## INSTRUÇÕES
**a)** Reproduza sem alterações o trecho do texto sobre a bloguização dos media, começando nas palavras "Joaquim Vieira" e parando depois de "Pereira neste jornal.".
**b)** Retome o texto sobre a bloguização dos media convencionais e dê-lhe seguimento a partir da última frase apresentada.

== TEXTO FORNECIDO ==

Tuesday, 23 de April de 2024 ISSN 1519-7670 - Ano 24 - nº 1284

Joaquim Vieira

‘Quando um fait-divers narrado num blogue, como a ocupação alegadamente abusiva de uma cadeira por um ministro de José Sócrates para se sentar num restaurante ao lado do primeiro-ministro, durante a recente deslocação de ambos a Cabo Verde, recebe honras de notícia desenvolvida no PÚBLICO, com chamada na última página (edição da passada terça-feira, dia 17 de Março, com o título ‘Lugar à mesa de Sócrates cria confusão em Cabo Verde’), temos matéria de reflexão sobre até que ponto se assiste à ‘bloguização’ dos media convencionais, objecto aliás de uma recente crónica de José Pacheco Pereira neste jornal.

===
== ITENS ARMAZENADOS ==

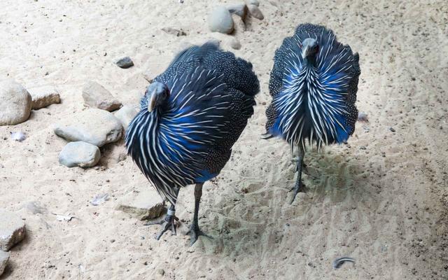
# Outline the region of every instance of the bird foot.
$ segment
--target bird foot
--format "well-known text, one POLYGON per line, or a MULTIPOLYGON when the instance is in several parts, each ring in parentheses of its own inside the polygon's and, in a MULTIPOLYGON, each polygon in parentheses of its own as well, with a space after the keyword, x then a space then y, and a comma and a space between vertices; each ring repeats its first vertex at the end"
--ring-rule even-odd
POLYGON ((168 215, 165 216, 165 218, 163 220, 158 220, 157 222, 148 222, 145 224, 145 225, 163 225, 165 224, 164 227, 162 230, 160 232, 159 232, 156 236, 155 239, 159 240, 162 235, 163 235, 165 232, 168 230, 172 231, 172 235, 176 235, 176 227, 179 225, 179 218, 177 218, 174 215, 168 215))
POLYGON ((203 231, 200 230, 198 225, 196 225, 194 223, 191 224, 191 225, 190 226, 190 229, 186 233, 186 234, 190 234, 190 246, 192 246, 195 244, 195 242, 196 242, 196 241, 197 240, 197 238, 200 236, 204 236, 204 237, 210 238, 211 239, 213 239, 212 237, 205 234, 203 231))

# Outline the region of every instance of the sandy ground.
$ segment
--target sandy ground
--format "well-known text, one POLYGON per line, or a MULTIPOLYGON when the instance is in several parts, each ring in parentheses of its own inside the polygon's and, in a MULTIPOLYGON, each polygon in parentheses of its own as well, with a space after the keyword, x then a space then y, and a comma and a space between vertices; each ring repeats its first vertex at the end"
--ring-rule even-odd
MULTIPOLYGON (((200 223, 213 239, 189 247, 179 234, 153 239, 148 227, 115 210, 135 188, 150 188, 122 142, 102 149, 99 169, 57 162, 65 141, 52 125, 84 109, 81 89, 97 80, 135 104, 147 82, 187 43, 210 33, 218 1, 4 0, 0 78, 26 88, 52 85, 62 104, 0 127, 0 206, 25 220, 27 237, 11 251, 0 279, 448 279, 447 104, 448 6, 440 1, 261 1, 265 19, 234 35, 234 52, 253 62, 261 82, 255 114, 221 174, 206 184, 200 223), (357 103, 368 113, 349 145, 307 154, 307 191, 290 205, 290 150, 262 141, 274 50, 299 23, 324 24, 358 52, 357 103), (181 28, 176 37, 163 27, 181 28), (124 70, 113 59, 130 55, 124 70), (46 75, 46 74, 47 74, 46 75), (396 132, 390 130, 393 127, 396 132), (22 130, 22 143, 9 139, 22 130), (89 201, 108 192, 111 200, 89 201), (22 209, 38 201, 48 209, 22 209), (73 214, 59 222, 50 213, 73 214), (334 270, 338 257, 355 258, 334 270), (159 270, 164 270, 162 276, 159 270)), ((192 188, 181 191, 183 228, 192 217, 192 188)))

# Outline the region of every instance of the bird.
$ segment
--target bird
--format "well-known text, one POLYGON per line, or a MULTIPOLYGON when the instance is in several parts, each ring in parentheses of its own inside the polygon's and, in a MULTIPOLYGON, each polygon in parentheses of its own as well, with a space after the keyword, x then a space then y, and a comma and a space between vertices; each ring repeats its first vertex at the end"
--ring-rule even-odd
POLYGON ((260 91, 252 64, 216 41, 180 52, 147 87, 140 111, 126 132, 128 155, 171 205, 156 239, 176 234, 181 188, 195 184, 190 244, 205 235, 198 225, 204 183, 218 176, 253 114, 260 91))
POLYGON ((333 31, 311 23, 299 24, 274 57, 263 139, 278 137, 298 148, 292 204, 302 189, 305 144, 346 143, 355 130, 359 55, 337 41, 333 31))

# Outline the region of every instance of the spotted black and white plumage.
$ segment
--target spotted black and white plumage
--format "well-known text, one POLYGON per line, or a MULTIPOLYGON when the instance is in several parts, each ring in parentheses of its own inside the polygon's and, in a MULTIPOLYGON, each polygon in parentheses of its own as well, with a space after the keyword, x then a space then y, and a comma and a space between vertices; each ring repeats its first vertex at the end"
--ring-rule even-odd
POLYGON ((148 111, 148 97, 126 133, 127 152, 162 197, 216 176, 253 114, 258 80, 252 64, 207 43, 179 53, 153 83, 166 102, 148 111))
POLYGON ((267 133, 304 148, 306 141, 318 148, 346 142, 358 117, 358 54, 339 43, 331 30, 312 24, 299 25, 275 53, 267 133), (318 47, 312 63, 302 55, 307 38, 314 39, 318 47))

===
== ITENS ARMAZENADOS ==

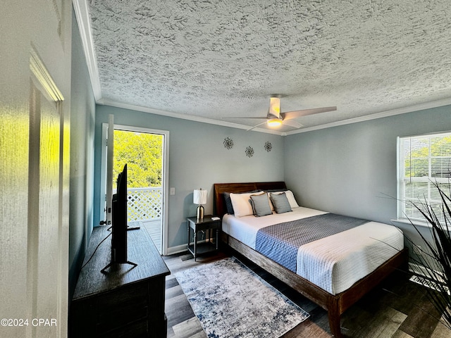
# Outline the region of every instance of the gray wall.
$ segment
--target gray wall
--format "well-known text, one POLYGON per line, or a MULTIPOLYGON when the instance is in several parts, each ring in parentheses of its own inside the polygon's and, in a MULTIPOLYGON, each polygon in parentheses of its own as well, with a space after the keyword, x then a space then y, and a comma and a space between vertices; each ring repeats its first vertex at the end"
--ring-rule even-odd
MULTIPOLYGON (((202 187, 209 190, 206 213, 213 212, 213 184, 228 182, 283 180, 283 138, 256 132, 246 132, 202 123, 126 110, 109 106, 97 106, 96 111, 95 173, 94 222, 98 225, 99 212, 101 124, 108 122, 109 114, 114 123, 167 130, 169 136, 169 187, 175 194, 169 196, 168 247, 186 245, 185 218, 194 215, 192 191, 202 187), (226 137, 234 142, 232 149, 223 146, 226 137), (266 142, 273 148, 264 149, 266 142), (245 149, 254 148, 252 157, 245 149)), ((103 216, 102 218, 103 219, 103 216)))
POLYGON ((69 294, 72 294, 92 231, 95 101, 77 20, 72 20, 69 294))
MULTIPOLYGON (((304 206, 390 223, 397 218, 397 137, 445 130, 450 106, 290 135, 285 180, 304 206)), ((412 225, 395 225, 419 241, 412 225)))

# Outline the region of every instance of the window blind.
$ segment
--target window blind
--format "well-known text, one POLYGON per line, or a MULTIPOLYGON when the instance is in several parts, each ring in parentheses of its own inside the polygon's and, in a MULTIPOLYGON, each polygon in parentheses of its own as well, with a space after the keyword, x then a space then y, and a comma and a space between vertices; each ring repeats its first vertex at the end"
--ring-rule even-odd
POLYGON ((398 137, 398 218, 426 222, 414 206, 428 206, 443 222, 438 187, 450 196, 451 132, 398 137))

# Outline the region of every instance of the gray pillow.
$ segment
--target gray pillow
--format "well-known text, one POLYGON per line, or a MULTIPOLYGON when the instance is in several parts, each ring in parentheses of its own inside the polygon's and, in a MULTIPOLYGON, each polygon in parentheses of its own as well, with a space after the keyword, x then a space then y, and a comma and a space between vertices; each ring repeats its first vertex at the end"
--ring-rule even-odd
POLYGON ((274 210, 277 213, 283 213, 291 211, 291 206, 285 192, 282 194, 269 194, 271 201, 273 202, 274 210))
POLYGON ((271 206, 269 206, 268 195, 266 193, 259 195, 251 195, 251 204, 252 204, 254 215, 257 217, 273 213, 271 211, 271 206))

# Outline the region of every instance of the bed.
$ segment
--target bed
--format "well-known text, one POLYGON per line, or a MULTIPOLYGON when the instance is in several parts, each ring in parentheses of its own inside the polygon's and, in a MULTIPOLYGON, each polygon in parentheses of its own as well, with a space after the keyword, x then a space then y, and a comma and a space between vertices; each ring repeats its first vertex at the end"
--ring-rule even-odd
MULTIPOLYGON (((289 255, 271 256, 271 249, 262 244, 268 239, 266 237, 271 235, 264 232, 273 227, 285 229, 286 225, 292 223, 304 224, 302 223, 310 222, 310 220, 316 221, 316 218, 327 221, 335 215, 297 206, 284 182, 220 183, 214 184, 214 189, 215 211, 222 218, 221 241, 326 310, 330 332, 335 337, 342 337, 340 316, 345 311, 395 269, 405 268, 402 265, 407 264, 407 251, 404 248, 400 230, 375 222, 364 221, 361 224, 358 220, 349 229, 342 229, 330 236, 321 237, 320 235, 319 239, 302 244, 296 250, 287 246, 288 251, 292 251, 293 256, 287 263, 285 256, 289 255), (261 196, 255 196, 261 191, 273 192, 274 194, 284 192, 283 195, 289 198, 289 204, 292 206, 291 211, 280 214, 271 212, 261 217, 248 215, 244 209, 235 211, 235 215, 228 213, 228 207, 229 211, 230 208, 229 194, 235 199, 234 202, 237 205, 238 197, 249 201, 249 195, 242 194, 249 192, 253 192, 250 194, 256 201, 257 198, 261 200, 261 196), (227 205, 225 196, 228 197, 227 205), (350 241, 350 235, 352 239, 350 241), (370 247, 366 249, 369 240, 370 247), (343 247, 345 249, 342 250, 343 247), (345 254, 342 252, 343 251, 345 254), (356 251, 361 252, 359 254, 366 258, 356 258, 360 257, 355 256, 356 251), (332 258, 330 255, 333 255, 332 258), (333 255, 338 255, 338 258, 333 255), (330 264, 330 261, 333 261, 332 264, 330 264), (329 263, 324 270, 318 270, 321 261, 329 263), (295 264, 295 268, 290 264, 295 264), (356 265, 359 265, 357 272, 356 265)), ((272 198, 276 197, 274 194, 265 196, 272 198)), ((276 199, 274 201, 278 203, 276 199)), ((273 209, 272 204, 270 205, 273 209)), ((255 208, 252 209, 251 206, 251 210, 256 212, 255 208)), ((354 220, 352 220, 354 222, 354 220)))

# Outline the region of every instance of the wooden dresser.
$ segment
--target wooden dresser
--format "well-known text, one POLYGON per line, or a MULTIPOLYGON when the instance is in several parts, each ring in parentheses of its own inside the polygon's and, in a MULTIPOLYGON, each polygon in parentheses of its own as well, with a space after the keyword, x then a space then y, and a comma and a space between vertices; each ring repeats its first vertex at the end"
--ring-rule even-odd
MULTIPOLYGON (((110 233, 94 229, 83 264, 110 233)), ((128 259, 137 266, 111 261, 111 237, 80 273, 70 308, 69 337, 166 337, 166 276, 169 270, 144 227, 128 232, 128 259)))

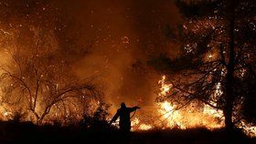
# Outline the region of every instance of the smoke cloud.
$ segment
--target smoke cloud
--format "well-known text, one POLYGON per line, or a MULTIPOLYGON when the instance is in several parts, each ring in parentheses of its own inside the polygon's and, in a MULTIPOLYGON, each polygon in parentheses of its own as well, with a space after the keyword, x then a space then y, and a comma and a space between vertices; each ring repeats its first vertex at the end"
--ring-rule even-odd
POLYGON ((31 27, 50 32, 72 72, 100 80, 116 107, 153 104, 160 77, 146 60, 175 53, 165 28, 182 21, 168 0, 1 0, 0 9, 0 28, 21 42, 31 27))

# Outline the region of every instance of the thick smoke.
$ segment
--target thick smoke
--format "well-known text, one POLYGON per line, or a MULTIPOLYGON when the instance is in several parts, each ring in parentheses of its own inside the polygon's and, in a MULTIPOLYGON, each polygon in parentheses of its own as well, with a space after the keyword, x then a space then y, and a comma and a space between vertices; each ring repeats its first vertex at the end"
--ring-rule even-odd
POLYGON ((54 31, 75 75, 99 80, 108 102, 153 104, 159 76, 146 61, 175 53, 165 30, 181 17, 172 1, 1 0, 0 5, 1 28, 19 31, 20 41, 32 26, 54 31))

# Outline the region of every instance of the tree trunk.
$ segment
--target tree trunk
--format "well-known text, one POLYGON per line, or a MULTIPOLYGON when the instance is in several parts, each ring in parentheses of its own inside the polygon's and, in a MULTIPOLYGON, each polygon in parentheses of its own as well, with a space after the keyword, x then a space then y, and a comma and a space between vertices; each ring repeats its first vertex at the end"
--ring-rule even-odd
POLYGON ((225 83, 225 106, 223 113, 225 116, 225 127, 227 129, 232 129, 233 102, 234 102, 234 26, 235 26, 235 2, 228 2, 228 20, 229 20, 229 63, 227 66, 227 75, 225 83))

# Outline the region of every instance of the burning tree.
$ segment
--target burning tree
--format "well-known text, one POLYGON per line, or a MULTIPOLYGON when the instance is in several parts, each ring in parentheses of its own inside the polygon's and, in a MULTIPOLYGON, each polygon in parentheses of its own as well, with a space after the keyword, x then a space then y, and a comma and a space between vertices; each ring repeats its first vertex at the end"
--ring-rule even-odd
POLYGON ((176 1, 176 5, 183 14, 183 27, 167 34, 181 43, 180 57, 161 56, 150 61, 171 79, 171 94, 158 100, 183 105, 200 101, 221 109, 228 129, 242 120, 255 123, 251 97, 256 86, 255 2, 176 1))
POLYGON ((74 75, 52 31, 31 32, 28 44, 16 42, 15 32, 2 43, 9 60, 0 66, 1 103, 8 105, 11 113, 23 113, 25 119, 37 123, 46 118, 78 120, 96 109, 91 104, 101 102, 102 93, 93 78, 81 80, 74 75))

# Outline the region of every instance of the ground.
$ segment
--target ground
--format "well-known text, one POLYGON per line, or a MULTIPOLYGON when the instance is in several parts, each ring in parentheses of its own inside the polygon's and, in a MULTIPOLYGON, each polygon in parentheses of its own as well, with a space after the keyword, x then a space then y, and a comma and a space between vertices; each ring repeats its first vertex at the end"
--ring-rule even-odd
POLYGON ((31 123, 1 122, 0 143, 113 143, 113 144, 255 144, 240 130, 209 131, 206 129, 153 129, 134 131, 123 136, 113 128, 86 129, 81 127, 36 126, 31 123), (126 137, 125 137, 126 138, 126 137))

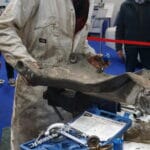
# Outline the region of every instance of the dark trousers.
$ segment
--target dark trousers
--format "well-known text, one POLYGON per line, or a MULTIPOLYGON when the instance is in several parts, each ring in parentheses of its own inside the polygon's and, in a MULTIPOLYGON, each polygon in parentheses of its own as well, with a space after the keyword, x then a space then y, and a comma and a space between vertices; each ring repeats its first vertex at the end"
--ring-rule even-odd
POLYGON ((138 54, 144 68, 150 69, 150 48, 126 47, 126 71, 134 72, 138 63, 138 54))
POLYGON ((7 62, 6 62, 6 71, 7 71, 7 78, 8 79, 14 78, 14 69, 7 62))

===
== ITENS ARMAZENADOS ==

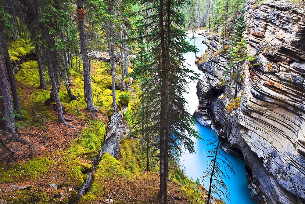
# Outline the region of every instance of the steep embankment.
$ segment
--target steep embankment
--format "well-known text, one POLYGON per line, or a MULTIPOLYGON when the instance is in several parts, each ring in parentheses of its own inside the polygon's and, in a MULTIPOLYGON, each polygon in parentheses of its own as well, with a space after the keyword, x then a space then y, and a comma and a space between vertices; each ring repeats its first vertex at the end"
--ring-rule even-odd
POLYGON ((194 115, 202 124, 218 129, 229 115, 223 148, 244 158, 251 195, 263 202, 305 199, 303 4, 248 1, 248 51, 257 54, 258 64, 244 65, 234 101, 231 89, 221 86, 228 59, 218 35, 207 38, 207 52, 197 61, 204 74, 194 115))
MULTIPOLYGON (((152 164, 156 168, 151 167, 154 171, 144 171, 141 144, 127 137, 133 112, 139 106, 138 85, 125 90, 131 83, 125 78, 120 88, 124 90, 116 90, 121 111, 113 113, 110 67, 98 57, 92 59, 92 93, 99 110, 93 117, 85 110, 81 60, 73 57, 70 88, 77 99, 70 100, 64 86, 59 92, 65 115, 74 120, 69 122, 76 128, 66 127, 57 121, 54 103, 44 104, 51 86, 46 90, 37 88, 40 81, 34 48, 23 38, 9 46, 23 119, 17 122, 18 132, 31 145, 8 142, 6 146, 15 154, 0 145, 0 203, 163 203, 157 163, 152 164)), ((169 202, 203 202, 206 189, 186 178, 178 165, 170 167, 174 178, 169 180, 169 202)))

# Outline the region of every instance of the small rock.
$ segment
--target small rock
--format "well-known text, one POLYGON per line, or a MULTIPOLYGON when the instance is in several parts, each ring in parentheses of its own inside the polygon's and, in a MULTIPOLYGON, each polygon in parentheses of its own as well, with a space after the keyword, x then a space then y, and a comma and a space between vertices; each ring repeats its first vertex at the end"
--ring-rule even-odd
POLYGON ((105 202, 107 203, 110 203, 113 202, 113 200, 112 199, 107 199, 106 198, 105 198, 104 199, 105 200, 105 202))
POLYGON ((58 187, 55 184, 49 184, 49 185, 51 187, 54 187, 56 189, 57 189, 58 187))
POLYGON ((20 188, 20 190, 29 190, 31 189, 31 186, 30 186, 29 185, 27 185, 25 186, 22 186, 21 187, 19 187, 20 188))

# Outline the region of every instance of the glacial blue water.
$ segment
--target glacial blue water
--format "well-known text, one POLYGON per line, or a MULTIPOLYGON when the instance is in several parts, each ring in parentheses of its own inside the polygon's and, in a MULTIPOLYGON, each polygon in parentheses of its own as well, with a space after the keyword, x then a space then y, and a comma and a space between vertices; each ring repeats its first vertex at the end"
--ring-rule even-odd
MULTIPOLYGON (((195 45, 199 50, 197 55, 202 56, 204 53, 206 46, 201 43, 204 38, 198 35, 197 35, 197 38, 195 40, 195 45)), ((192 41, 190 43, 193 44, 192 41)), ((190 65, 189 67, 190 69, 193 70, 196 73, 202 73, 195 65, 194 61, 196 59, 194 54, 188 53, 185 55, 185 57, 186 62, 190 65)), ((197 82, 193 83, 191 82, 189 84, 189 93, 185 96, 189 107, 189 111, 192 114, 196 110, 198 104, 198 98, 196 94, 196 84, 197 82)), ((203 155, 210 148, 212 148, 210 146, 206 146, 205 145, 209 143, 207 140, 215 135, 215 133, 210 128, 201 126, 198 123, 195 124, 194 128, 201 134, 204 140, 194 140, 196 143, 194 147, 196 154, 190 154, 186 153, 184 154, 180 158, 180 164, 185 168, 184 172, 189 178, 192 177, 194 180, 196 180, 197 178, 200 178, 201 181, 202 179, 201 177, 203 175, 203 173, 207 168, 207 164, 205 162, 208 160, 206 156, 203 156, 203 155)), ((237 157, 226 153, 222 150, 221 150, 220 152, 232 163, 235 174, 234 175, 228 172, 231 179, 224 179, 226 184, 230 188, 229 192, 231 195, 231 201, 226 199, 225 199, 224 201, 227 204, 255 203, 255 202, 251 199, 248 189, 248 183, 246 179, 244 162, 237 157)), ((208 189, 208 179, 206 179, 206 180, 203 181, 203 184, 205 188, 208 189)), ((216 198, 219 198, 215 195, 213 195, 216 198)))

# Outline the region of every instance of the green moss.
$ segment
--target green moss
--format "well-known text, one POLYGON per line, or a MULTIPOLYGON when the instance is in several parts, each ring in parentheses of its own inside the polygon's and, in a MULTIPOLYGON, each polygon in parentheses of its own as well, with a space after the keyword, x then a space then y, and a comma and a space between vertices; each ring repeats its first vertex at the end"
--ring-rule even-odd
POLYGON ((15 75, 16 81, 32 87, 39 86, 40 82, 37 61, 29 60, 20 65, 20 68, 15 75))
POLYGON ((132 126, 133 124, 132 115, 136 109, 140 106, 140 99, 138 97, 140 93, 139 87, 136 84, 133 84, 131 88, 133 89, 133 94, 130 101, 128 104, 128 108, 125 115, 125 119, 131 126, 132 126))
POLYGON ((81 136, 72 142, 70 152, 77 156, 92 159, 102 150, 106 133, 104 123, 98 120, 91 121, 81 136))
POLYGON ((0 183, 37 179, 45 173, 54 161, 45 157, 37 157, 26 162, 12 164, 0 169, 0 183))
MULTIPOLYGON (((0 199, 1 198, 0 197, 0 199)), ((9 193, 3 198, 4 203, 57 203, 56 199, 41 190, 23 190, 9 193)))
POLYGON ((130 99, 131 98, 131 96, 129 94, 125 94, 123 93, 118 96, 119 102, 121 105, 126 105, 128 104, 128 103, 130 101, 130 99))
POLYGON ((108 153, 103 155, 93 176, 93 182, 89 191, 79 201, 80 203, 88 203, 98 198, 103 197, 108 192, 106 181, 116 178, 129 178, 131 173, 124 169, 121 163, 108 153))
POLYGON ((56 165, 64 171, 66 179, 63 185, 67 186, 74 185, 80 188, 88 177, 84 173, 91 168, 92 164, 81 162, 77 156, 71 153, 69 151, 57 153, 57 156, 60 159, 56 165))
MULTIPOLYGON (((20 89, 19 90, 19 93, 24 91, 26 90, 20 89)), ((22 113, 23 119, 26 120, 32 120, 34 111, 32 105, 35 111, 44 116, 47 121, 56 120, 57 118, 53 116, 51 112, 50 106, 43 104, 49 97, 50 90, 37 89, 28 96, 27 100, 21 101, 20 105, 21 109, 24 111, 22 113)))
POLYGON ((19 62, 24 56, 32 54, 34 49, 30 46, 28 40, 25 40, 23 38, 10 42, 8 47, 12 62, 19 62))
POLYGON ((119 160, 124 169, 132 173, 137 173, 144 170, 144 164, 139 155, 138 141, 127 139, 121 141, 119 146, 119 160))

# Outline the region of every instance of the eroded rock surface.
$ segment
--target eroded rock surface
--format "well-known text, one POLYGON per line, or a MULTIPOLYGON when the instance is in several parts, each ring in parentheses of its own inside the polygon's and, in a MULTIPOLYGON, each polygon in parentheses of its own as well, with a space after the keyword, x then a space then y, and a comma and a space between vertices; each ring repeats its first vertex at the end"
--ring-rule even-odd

===

## RESULTADOS ESPERADOS
**a)**
Joaquim Vieira

‘Quando um fait-divers narrado num blogue, como a ocupação alegadamente abusiva de uma cadeira por um ministro de José Sócrates para se sentar num restaurante ao lado do primeiro-ministro, durante a recente deslocação de ambos a Cabo Verde, recebe honras de notícia desenvolvida no PÚBLICO, com chamada na última página (edição da passada terça-feira, dia 17 de Março, com o título ‘Lugar à mesa de Sócrates cria confusão em Cabo Verde’), temos matéria de reflexão sobre até que ponto se assiste à ‘bloguização’ dos media convencionais, objecto aliás de uma recente crónica de José Pacheco Pereira neste jornal.

**b)**
O facto é que os órgãos de informação tradicionais já não podem ignorar essa nova e fenomenal forma de comunicação, que reage mais depressa à actualidade, é mais viva e irreverente, dirige críticas acutilantes e originais, não está constrangida pelas regras editoriais do jornalismo e apresenta conteúdos mais apimentados, logo capazes de atrair a atenção pública e roubar audiências aos restantes meios. Prova disso é a tentativa de o PÚBLICO a incorporar na sua edição impressa, na secção diária ‘Blogues em papel’ (pág. 2 do P2).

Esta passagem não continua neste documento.